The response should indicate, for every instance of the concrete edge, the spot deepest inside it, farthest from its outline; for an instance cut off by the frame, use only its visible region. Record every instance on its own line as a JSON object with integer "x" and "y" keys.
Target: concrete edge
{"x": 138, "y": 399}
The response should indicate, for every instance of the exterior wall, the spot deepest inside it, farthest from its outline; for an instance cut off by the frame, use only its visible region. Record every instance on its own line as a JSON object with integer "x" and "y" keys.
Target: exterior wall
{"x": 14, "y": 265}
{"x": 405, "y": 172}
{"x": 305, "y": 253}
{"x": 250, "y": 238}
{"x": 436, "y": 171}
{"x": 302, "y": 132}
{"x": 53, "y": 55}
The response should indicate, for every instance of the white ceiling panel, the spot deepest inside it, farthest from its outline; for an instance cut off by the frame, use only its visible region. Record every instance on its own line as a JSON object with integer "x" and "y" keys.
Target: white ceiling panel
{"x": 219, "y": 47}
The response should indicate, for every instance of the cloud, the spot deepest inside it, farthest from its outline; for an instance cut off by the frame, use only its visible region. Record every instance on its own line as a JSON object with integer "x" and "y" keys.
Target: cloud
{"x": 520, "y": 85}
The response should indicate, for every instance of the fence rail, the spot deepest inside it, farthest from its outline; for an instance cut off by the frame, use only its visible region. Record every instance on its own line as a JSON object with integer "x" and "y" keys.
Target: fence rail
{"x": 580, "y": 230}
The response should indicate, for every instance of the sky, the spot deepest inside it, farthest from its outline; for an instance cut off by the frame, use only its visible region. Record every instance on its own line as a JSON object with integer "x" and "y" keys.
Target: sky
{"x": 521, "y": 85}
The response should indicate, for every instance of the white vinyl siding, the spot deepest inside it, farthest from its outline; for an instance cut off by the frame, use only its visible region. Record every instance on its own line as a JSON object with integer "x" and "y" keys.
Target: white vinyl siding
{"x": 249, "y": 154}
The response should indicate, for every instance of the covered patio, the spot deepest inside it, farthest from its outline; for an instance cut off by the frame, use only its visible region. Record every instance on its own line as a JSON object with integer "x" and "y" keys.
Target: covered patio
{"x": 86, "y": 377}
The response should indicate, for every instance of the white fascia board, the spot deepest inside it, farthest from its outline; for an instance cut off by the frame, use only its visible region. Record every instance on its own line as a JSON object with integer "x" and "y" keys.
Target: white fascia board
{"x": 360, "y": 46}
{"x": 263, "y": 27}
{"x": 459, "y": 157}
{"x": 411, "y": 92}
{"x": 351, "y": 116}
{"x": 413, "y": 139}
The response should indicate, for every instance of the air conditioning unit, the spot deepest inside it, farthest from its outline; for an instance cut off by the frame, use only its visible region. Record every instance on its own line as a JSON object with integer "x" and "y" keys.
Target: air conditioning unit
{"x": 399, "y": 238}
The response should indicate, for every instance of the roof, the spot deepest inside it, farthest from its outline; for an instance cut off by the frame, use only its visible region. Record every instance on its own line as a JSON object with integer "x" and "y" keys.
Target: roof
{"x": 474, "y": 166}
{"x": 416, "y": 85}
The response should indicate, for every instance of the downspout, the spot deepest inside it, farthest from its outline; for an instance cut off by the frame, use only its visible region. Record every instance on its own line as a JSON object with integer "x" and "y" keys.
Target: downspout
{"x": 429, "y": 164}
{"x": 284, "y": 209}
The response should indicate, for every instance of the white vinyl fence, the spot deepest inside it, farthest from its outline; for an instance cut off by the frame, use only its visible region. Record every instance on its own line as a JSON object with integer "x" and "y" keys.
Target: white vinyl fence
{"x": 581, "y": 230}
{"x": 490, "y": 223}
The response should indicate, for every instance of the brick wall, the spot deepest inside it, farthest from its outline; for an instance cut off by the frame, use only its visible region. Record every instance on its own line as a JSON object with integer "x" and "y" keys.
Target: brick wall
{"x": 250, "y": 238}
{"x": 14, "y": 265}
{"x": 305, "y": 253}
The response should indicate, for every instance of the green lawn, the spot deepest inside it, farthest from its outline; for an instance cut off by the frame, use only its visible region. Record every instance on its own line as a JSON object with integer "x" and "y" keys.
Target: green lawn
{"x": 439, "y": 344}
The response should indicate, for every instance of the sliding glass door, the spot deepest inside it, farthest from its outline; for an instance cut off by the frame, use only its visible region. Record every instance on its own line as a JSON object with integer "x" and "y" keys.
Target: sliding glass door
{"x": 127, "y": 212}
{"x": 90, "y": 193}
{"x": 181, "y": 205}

====

» **Task brief**:
For every line of the listing, produce an identical copy.

» **Answer**:
The response should indicate, for every instance of the concrete edge, the spot deepest inside it, farthest from its outline; for an instance cut off by the frame, use only its visible region. Record every instance on its own line as a JSON object with integer "x" and "y" keys.
Target: concrete edge
{"x": 138, "y": 399}
The response should indicate, for every instance of the exterior wall, the spot deepest inside it, farthest from its outline; for an instance cut off by the frame, use only its visible region. Record every instance on its own line as a JSON object with integer "x" and "y" keys.
Target: exterior wall
{"x": 14, "y": 265}
{"x": 405, "y": 172}
{"x": 305, "y": 253}
{"x": 250, "y": 238}
{"x": 436, "y": 171}
{"x": 302, "y": 132}
{"x": 53, "y": 55}
The response should indicate, for every instance of the white ceiling panel, the spot deepest inside it, farthest from its outline; for an instance cut off by the frame, use only its visible region. Record every instance on its own line as a JSON object with integer "x" and "y" keys.
Target: white ceiling panel
{"x": 219, "y": 47}
The response should indicate, for every instance of the cloud, the spot deepest inside it, farthest from its outline; for an instance cut off by the frame, use only its visible region. Record every instance on its own line as a JSON object with integer "x" and "y" keys.
Target: cloud
{"x": 520, "y": 85}
The response should indicate, for every instance of the fence rail, the spot deepest inside it, farthest from its outline; for an instance cut off by the frame, use only its visible region. Record every instance on its own line as a JSON object with integer "x" and "y" keys.
Target: fence rail
{"x": 580, "y": 230}
The response should indicate, for every instance of the sky, the spot deepest inside it, farthest from its outline; for an instance cut off by the frame, use only its visible region. Record every instance on its own line as a JSON object with integer "x" and "y" keys.
Target: sky
{"x": 521, "y": 85}
The response should indicate, for every instance of the white vinyl siding, the spot deepest inside it, farthest from its outline; for an instance cut off by the frame, use only its visible region. Record every instance on its own line as a JSON object with integer "x" and "y" keys.
Target: white vinyl siding
{"x": 249, "y": 154}
The response should indicate, for every instance of the covered patio, the spot deepest inside it, farthest from its outline; for an instance cut off by the frame, use only its visible region. Record every instance on its own line as a JSON object with integer "x" and "y" keys.
Target: covered patio
{"x": 86, "y": 377}
The response should indicate, for every instance of the white fascia board, the spot deepest inside it, farthest from its outline; for an instance cut off by the frame, use only its visible region. Record every instance on its own line as a JSON object with integer "x" and "y" keys.
Target: white fascia board
{"x": 360, "y": 46}
{"x": 263, "y": 27}
{"x": 459, "y": 157}
{"x": 411, "y": 92}
{"x": 351, "y": 116}
{"x": 413, "y": 139}
The response should indicate, for every instance of the air conditioning unit, the spot deepest inside it, farthest from its outline; for an instance cut off by the frame, use only its visible region. Record every instance on its own line as a JSON object with integer "x" and "y" keys.
Target: air conditioning unit
{"x": 399, "y": 238}
The response should indicate, for every instance of the roof, the spot deepest inside it, farthest from its outline; for an instance cut off by the frame, use only its visible region. Record every instance on its own line as a JSON object with integer "x" and "y" keys.
Target: roof
{"x": 474, "y": 166}
{"x": 416, "y": 85}
The response should indicate, for every instance of the downspout, the spot deepest inside it, farthest from its outline; for an instance cut off by the frame, use only its visible region. Record every instance on its own line as a JSON object with integer "x" and "y" keys.
Target: downspout
{"x": 429, "y": 164}
{"x": 284, "y": 209}
The response should indicate, for every instance of the white vinyl fence, the spot deepest inside it, farthest from its outline; for an instance cut off by the frame, use only its visible region. Record every instance on its own line as a JSON object with integer "x" and "y" keys.
Target: white vinyl fence
{"x": 581, "y": 230}
{"x": 490, "y": 223}
The response should indicate, for every instance of the brick wall, the spot deepest inside it, farthest from its outline; for an instance cut off by the frame, use only its visible region. Record every instance on its own line as a JSON object with integer "x" and "y" keys.
Target: brick wall
{"x": 250, "y": 238}
{"x": 14, "y": 265}
{"x": 305, "y": 253}
The response should indicate, for every instance of the green lawn, the spot deepest inside it, farthest from its outline; for an instance cut off by the frame, use only its visible region. Record every instance on its own line as a JSON object with integer "x" and "y" keys.
Target: green lawn
{"x": 439, "y": 344}
The response should indicate, for every instance of the sliding glass door, the spot deepest inside it, farthest from its outline; for an instance cut off by the frame, use only its visible region. Record every instance on its own line as a JSON object with integer "x" and "y" keys.
Target: sliding glass door
{"x": 127, "y": 212}
{"x": 90, "y": 193}
{"x": 181, "y": 205}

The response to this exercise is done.